**CEL ĆWICZENIA**
Zamień we wszystkich poniższych wpisach „instance” na „occurrence”, pozostawiając resztę tekstu bez zmian.

**DOSTĘPNE DANE**
◇ ◇ ◇ ◇ ◇ ◇ ◇
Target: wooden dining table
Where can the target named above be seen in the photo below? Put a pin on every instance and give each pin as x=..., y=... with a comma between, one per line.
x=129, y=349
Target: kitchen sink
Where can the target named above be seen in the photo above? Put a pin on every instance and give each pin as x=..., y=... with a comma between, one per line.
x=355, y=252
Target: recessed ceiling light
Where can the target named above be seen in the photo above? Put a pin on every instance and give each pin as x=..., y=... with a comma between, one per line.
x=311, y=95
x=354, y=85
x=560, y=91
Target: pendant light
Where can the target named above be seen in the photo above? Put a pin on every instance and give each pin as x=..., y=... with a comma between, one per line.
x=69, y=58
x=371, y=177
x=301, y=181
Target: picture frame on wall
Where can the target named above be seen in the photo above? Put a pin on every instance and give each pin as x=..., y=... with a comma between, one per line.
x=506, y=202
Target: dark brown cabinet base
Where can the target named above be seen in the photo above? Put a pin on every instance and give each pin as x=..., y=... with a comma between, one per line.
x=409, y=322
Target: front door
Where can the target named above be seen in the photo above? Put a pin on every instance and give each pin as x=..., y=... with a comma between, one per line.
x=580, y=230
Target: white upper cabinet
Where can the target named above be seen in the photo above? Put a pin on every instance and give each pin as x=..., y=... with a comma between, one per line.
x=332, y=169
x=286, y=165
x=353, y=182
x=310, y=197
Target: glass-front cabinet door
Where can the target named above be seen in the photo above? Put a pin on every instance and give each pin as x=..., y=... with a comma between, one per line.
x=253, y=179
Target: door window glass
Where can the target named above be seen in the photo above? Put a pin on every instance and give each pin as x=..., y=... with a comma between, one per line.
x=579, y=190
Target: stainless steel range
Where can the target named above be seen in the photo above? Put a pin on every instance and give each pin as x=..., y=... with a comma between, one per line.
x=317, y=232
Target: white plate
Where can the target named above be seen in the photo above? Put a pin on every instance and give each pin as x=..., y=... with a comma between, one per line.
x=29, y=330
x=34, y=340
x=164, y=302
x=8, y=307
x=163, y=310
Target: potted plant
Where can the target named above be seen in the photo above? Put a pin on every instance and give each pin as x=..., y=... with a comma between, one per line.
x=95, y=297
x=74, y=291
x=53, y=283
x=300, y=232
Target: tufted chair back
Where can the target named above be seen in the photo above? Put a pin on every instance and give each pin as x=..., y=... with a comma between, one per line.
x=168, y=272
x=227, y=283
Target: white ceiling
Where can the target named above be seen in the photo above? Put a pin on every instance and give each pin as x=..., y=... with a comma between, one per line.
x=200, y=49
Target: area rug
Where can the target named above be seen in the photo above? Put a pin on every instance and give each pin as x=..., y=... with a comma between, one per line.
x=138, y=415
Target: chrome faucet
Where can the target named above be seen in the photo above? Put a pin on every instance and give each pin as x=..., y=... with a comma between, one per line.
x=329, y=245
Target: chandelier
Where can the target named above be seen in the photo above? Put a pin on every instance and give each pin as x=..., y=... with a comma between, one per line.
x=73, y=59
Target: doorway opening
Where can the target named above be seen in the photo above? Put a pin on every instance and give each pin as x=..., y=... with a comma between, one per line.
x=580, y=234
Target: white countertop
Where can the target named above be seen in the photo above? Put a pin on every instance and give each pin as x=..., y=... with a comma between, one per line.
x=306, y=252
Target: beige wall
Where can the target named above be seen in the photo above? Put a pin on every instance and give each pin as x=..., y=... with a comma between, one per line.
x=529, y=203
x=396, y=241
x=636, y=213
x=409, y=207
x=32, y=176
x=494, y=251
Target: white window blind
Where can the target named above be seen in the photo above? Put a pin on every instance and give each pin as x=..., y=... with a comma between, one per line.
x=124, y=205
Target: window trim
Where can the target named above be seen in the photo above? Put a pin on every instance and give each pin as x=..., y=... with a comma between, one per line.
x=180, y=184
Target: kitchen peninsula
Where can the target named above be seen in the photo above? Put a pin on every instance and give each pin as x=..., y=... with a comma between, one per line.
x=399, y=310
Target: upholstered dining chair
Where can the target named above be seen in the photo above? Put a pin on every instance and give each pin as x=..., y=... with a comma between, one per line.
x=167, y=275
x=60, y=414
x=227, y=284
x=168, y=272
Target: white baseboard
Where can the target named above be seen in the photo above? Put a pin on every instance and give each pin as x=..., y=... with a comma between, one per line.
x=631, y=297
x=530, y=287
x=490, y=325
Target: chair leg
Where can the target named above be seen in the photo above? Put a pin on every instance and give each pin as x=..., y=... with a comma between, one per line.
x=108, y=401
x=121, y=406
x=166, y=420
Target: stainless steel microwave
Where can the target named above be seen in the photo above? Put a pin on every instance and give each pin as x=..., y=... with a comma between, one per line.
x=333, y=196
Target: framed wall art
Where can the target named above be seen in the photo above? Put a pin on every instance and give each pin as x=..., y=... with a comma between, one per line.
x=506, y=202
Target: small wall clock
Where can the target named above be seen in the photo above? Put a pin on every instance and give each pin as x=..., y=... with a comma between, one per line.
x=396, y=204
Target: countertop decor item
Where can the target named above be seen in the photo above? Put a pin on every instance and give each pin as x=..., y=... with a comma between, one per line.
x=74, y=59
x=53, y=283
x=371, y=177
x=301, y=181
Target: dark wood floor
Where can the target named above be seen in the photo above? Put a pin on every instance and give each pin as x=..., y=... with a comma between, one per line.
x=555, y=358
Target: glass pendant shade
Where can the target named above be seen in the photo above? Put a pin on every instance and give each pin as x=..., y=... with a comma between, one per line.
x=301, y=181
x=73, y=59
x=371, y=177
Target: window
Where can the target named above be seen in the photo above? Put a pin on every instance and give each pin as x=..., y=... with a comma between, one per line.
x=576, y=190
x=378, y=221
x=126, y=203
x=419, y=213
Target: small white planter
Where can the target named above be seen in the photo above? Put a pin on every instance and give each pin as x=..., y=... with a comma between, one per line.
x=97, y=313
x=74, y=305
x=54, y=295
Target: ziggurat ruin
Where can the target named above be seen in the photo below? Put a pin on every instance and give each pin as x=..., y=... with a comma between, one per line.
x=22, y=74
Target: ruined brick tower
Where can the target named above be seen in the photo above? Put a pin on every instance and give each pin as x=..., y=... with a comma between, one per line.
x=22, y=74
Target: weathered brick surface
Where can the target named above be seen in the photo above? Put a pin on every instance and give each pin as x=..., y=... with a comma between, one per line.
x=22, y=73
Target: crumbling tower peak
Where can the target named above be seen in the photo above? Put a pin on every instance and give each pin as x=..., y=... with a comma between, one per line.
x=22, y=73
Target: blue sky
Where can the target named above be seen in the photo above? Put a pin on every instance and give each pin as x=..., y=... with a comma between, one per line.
◇ ◇ ◇ ◇ ◇ ◇ ◇
**ROZWIĄZANIE ĆWICZENIA**
Target: wooden dining table
Where can the target named above be seen in the photo below? Put a pin on every occurrence and give each pin as x=..., y=... with a comma between, one per line.
x=129, y=349
Target: kitchen sink
Where can the target named above be seen in the photo above? Put a pin on every occurrence and give each pin as x=..., y=... with a comma between, one per line.
x=355, y=252
Target: recessed ceiling light
Where can the target named above be seen in the photo above? Put a pin on every occurrence and give each pin as x=..., y=... with a comma between, one per line.
x=311, y=95
x=354, y=85
x=560, y=91
Target: pendant light
Where can the target named above be seen in the photo above? Put a pin on every occurrence and give each pin as x=..., y=... with a comma between, one per line.
x=69, y=58
x=371, y=177
x=301, y=181
Target: picture frame on wall
Where can the target named above be seen in the photo above? Put a pin on every occurrence and give each pin as x=..., y=... with a comma between, one per line.
x=506, y=202
Target: dark brown cabinet base
Where can the target named above be seen in the photo above? Put a pin on every occurrence and give each pin as x=..., y=... with a comma between, one per line.
x=409, y=322
Target: front door
Where can the target named above be seen in the photo above? Put a pin on every occurrence and give each pin as x=..., y=... with a comma between, one per line.
x=580, y=230
Target: white upper cabinet
Where can the target named above be seen in the photo above? Put a pin on every occurrence and give each pin as x=..., y=... with a comma between, one per line.
x=332, y=169
x=286, y=165
x=353, y=182
x=310, y=197
Target: glass-front cabinet door
Where can the target named above be seen in the photo above? Put a pin on every occurrence and give each pin as x=..., y=... with a comma between, one per line.
x=253, y=179
Target: door window glass
Where can the target named above be seen in the photo above? Put a pin on every occurrence and give each pin as x=..., y=... with a comma between, one per line.
x=579, y=190
Target: stainless steel range
Where can the target named above be seen in the photo above? Put a pin on every occurrence and give each pin as x=..., y=... with a comma between, one per line.
x=317, y=232
Target: white plate
Where can the target named above be seen in the photo above? Put a pin on every occurrence and give each pin as x=..., y=... with a comma between, one per line.
x=29, y=330
x=34, y=340
x=164, y=302
x=8, y=307
x=163, y=310
Target: potted plant
Where can the target named above be seen in the photo above? Put a pin on every occurrence and give each pin as x=..., y=... with a comma between, one per line.
x=95, y=297
x=74, y=291
x=53, y=283
x=300, y=232
Target: tufted chair back
Where can the target named above be seen in the photo above? Put a pin on every occurrence and give each pin as x=..., y=... with a comma between, one per line.
x=168, y=272
x=227, y=283
Target: white ceiling
Where can the target named above be seen in the photo above? Put a pin on every occurrence and give each pin as x=..., y=... with a comma between, one per line.
x=200, y=49
Target: area rug
Where can the target named above be seen in the photo above? Put a pin on every occurrence and give each pin as x=..., y=... with a comma between, one per line.
x=138, y=415
Target: chrome faucet
Where can the target named above be seen in the photo above? Put a pin on every occurrence and give each pin as x=..., y=... with a comma between, one per line.
x=329, y=245
Target: chandelier
Where can the target named above be seen in the photo above? Put a pin on every occurrence and give each pin as x=..., y=... with a comma between, one per line.
x=73, y=59
Target: doorway opening
Where can the target named above be seen in the photo above? Put a pin on every occurrence and give each pin as x=..., y=... with a comma between, one per line.
x=580, y=234
Target: white countertop
Where can the target named above be seen in the photo above? Put a pin on every occurrence and give each pin as x=..., y=... with a comma between, one per line.
x=306, y=252
Target: beige wall
Where can the target named above be seen in the photo above? Put a pin on every occurrence and give each pin as x=..., y=... with a comma between, one per line.
x=529, y=203
x=396, y=241
x=636, y=213
x=409, y=207
x=32, y=176
x=494, y=251
Target: white window blind
Where can the target named above be seen in the photo above? Put a pin on every occurrence and give each pin as x=..., y=... with a comma between, one per line.
x=124, y=205
Target: window trim
Where can the target named above be seen in the photo above? Put a pin on every occurrence and give each pin as x=..., y=... with a comma between, one per line.
x=180, y=184
Target: kitchen peninsula
Where can the target named above be seen in the photo above? Put a pin on every occurrence and give each pin as x=..., y=... with a comma between, one per line.
x=399, y=310
Target: upholstered dining chair
Where can the target named above be seen in the photo above? Put a pin on every occurrence and give each pin as x=..., y=... with a comma between, one per line.
x=167, y=275
x=60, y=414
x=227, y=284
x=168, y=272
Target: white baseboard
Where can the target named above be seen in the photo above? Put a pin on every occurrence and give each pin as x=..., y=... with a comma between, one per line.
x=631, y=297
x=530, y=287
x=490, y=325
Target: chair leg
Where can the target named above be seen in the photo above? Put a pin on every occurrence and give each pin as x=..., y=... with a comma between, one per line.
x=108, y=401
x=121, y=406
x=166, y=420
Target: stainless steel microwave
Where can the target named above be seen in the photo above? Put a pin on every occurrence and give each pin as x=..., y=... with a comma between, one per line.
x=333, y=196
Target: framed wall art
Where can the target named above be seen in the photo above? Put a pin on every occurrence and give each pin as x=..., y=... with a comma between, one per line.
x=506, y=202
Target: small wall clock
Where can the target named above be seen in the photo above? Put a pin on every occurrence and give each pin as x=..., y=... with a comma between, one per line.
x=396, y=204
Target: countertop decor item
Where can the target named above be seen in the photo above? Put a pin on every occurrence and give each pin as x=..., y=... with a comma between, one per line.
x=74, y=59
x=53, y=283
x=371, y=177
x=301, y=181
Target: dark wood floor
Where can the target named above be seen in the photo above? Put a pin on every occurrence and give each pin as x=..., y=... with a comma between, one per line.
x=555, y=358
Target: glass pendant shade
Where can the target named above be seen in the photo above? Put a pin on every occurrence and give each pin as x=..., y=... with a comma between, one per line.
x=301, y=181
x=73, y=59
x=371, y=177
Target: window
Where can the target named above be seen in the photo above? Put a pin on every occurrence and give each pin as x=..., y=... with a comma between, one per line.
x=576, y=190
x=378, y=221
x=126, y=203
x=419, y=213
Target: small white planter
Where can the target named above be seen in the photo above? Put a pin on every occurrence and give each pin as x=..., y=... with a comma between, one per line.
x=97, y=313
x=74, y=305
x=54, y=295
Target: ziggurat ruin
Where can the target named above be seen in the photo below? Put a pin on every occurrence and give each pin as x=..., y=... with a comma between, one per line.
x=22, y=74
Target: ruined brick tower
Where can the target named above be seen in the photo above? Put a pin on every occurrence and give each pin as x=..., y=... with a comma between, one per line.
x=22, y=74
Target: weathered brick surface
Where can the target named above be seen in the photo above? Put a pin on every occurrence and give each pin as x=..., y=... with a comma between, one per line.
x=22, y=73
Target: crumbling tower peak
Where can the target named above be seen in the photo above? Put a pin on every occurrence and give each pin as x=..., y=... with a comma between, one per line.
x=22, y=73
Target: blue sky
Where can the target named above be seen in the photo above? Put a pin on every occurrence and give each pin as x=..., y=... with a comma between, one per line.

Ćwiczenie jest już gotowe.